**Задания:**
1. Чем, по словам отрывка о средневековой миниатюре, сцена того времени была ограничена справа и слева?
2. Перескажите короче, в виде списка, абзац отрывка о средневековой миниатюре, начинающийся словами «Замечательно, что в другом случае», сохранив его главные факты.

**Выбранный отрывок:**
■ ■ ■ ■

Замечательно, что в другом случае, когда автор картины одновременно был практически и профессионально театральным постановщиком (или art director, как говорят в Голливуде), это явление не имело места. Я имею в виду средневековую миниатюру. Авторы самой тонкой и филигранной в мире живописи на золоченых листах Библий или ‘Livres d’heures’ (не путать с ‘hors-d’oeuvre’) {Игра слов, связанная со сходством звучания этих слов на французском языке: Livres d’heures — Часословы, hors-d’oeuvre — закуски. (Прим. С. М. Эйзенштейна).} были одновременно архитекторами декораций различных мистерий и мираклей[xi] (например, Фуке[xii] и бесчисленная масса художников, имена которых забыты потомством). Здесь, где благодаря самому предмету мы должны были бы иметь наиболее близкое воспроизведение ‘зеркала сцена‘[xiii], — мы его не видим. И находим свободу, совершенно не связанную с такими границами. Почему же? Потому что в то время ‘зеркала сцены’ не существовало. Сцена была ограничена далеко справа и слева ‘адом’ и ‘раем’, она была занята фронтально расположенными частями декораций (так называемыми ‘домами’), над которыми сияло бездонное небо, как и сегодня во многих мистериях ‘страстей господних’.
Так мы обнаруживаем, что предполагаемая ‘доминирующая’ и характерная форма живописи сама принадлежит другому виду искусства.

■ ■ ■ ■

**Исходные данные:**
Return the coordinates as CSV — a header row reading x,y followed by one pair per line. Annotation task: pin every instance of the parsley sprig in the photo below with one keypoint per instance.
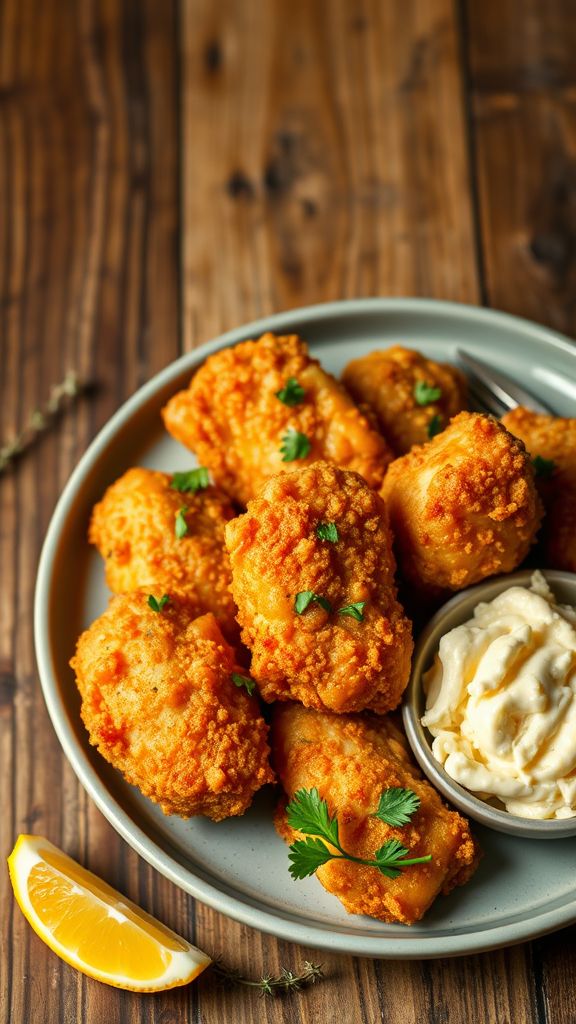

■ ■ ■ ■

**Результаты:**
1. «Адом» и «раем».

2.
- Когда автор картины одновременно был театральным постановщиком, описанное явление не возникало. Пример тому — средневековая миниатюра.
- Авторы живописи на золоченых листах Библий и часословов были также архитекторами декораций мистерий и мираклей. Среди них Фуке и множество художников, чьи имена забыты.
- От них можно было бы ожидать наиболее близкого воспроизведения «зеркала сцены», но его нет. Вместо него видна свобода, не связанная такими границами.
- Причина в том, что «зеркала сцены» тогда не существовало.
- Сцену ограничивали справа и слева «ад» и «рай». Ее занимали фронтально расположенные части декораций («дома»), а над ними сияло небо, как и сегодня во многих мистериях «страстей господних».